[TASK DIRECTIONS]
From the line containing "Point out every instance of the woman's face" through the last line of the entries, output the text exactly. Pictures stay out.

[INPUT ROWS]
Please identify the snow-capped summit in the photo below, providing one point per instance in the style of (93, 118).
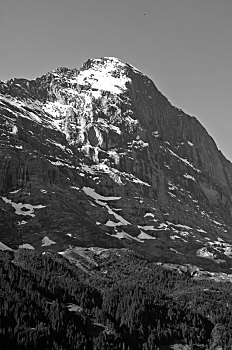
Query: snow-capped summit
(98, 156)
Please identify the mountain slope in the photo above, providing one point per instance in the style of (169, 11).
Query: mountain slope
(99, 157)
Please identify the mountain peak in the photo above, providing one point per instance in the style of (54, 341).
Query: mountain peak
(107, 160)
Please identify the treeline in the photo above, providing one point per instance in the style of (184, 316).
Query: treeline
(124, 303)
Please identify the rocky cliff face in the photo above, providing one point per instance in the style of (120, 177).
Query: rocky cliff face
(98, 156)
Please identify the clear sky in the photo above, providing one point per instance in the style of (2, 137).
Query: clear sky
(184, 46)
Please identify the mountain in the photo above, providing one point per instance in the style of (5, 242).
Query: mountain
(99, 157)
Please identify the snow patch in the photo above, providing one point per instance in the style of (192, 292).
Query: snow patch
(23, 209)
(46, 241)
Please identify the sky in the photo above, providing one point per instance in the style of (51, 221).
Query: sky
(184, 46)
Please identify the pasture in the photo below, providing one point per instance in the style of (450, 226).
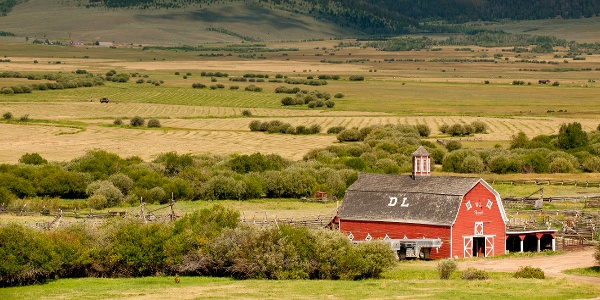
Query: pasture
(66, 123)
(408, 280)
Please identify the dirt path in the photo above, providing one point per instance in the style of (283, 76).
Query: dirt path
(553, 266)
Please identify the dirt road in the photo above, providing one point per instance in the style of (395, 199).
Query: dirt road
(553, 265)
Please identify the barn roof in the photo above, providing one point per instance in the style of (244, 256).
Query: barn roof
(424, 200)
(421, 151)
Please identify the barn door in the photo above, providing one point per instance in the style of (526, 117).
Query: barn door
(468, 247)
(489, 246)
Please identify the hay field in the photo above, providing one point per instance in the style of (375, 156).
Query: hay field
(67, 123)
(580, 30)
(71, 129)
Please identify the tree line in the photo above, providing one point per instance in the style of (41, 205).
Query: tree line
(208, 242)
(400, 16)
(105, 179)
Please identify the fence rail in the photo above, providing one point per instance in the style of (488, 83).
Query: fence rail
(562, 182)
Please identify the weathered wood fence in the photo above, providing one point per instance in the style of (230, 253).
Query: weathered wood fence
(562, 182)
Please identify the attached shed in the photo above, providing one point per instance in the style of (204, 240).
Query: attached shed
(465, 213)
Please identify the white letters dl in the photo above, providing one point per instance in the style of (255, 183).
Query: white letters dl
(394, 201)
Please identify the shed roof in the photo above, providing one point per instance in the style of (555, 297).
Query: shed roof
(424, 200)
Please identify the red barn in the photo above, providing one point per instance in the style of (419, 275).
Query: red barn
(446, 216)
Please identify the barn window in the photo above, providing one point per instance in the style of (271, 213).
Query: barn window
(478, 228)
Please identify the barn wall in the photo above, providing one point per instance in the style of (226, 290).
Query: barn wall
(378, 230)
(493, 224)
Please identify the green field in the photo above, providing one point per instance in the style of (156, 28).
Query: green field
(408, 280)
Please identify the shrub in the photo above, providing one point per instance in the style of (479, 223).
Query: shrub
(255, 125)
(335, 129)
(423, 129)
(6, 197)
(137, 249)
(105, 188)
(561, 165)
(122, 182)
(137, 121)
(591, 164)
(349, 135)
(572, 136)
(453, 145)
(479, 127)
(256, 162)
(223, 187)
(7, 91)
(32, 159)
(314, 128)
(472, 164)
(443, 128)
(474, 274)
(253, 88)
(597, 254)
(446, 267)
(26, 256)
(519, 141)
(97, 202)
(529, 272)
(154, 123)
(455, 130)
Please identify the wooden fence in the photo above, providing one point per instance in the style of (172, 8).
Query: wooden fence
(562, 182)
(314, 222)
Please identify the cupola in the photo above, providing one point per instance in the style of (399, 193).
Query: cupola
(421, 162)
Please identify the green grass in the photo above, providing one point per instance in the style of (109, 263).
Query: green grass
(409, 280)
(591, 271)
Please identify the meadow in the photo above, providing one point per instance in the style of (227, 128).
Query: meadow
(414, 280)
(67, 123)
(410, 87)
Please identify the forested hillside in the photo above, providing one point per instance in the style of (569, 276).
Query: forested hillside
(400, 16)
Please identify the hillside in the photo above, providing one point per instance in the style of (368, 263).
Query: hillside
(199, 21)
(231, 21)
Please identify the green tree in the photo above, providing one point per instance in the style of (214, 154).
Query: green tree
(519, 141)
(32, 159)
(572, 136)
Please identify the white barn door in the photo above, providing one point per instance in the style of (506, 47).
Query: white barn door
(489, 246)
(468, 242)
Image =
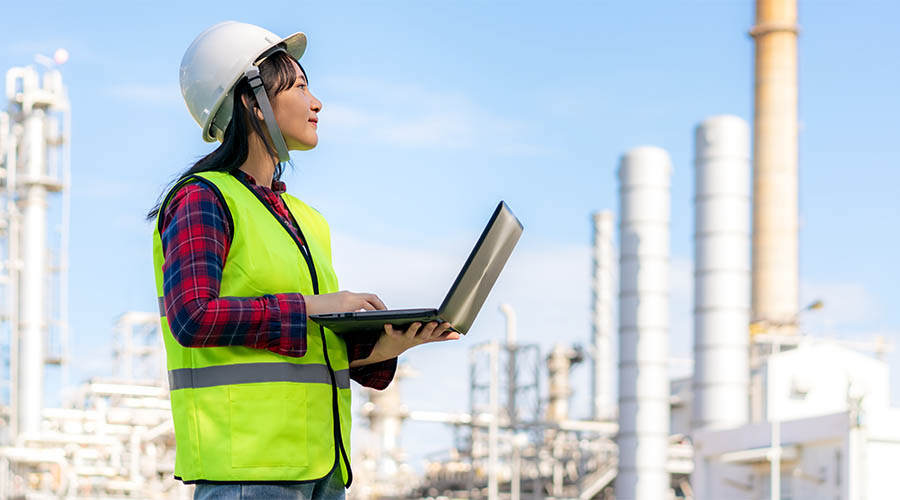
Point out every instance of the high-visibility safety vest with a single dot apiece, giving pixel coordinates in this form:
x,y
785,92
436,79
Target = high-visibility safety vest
x,y
245,414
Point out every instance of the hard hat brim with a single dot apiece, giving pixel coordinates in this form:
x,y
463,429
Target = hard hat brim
x,y
295,45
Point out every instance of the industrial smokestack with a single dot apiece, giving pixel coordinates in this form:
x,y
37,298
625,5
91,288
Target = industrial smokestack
x,y
602,288
775,186
644,175
722,273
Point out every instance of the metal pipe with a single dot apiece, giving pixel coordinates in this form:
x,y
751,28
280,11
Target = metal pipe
x,y
775,295
512,370
721,381
602,287
493,432
34,275
643,174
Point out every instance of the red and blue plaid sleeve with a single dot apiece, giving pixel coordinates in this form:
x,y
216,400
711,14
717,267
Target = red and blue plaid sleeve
x,y
376,375
195,239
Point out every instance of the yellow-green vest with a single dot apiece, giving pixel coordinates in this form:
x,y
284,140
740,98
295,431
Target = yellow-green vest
x,y
245,414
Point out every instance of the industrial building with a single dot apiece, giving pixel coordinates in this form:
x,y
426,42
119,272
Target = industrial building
x,y
770,411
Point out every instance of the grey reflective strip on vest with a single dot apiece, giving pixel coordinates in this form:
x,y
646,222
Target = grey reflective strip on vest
x,y
250,373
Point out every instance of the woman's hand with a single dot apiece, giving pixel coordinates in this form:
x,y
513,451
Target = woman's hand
x,y
342,301
394,342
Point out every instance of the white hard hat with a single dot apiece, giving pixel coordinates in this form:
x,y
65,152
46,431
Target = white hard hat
x,y
214,63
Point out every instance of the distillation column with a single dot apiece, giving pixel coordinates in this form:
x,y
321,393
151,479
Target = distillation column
x,y
33,326
602,287
35,174
722,273
644,174
775,298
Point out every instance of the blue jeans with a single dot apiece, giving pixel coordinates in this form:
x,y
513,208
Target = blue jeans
x,y
331,487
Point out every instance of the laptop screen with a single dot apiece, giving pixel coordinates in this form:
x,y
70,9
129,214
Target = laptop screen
x,y
477,277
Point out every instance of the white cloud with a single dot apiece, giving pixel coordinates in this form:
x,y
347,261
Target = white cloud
x,y
412,116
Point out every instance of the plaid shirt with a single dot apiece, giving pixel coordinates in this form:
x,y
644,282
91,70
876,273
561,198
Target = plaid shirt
x,y
196,236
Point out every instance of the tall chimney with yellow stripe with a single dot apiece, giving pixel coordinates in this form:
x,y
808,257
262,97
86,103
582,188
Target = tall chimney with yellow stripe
x,y
775,297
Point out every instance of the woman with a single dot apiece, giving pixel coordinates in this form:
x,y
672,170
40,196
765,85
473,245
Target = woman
x,y
260,395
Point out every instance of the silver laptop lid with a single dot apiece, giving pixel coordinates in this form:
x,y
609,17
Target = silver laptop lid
x,y
477,277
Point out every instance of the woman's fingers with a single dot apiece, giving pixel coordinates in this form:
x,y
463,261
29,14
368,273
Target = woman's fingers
x,y
373,299
412,330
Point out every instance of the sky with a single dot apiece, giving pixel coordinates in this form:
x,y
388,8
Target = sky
x,y
435,111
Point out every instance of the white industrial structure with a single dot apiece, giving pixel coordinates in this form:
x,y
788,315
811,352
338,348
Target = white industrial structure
x,y
721,381
34,172
602,287
112,438
643,324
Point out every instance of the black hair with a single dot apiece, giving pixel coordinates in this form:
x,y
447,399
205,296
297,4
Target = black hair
x,y
278,74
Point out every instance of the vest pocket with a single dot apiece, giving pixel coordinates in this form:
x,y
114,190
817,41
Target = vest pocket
x,y
268,425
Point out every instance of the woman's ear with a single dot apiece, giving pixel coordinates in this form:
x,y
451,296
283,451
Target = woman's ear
x,y
256,110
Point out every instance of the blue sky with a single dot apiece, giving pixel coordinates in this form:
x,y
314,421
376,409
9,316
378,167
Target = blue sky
x,y
433,111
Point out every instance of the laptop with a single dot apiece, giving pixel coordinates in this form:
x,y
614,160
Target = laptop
x,y
466,296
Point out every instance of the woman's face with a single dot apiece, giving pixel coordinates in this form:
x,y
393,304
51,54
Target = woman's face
x,y
296,111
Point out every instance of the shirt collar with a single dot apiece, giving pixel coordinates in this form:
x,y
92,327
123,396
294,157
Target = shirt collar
x,y
277,186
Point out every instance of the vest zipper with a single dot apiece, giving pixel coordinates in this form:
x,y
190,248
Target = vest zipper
x,y
339,451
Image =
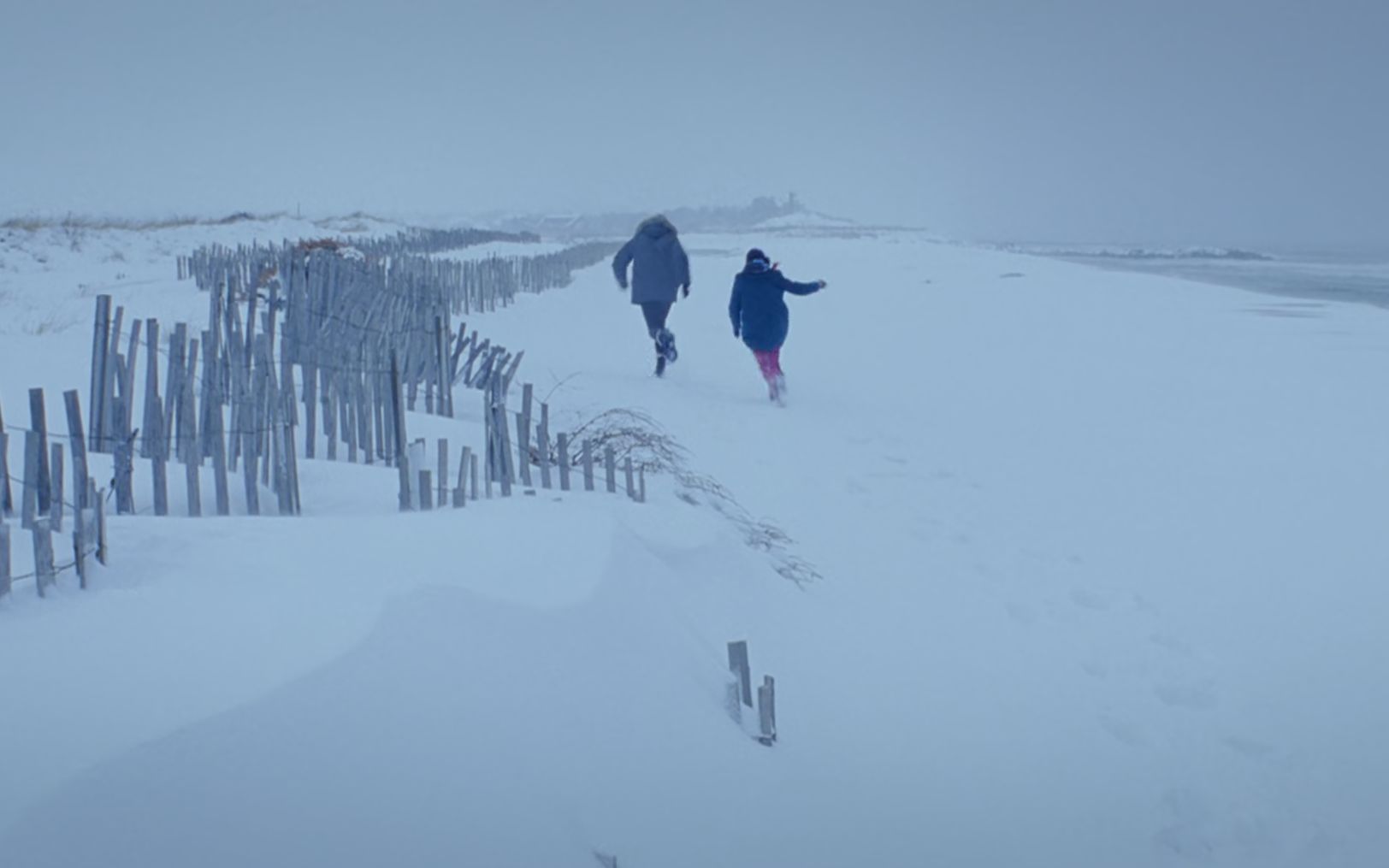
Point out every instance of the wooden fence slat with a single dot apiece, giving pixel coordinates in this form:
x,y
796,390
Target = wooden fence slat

[RESULT BELOW]
Point out every instance of the woman's face with a single dot apiece, giving pixel coordinates in this form:
x,y
393,304
51,54
Target = woman's face
x,y
296,111
Point out every instance of the shirt collar with a single dot apiece, giving pixel coordinates in this form:
x,y
92,327
123,396
294,157
Target = shirt collar
x,y
277,186
Point out every instance of the vest zipper with a single dot apiece, giving pixel coordinates in this form:
x,y
190,248
Target = vest zipper
x,y
339,451
Image =
Point out every instance of the wooden fence slat with a single dot apiece, giving pixel coordinates in this form:
x,y
796,390
Target = wooden fence slat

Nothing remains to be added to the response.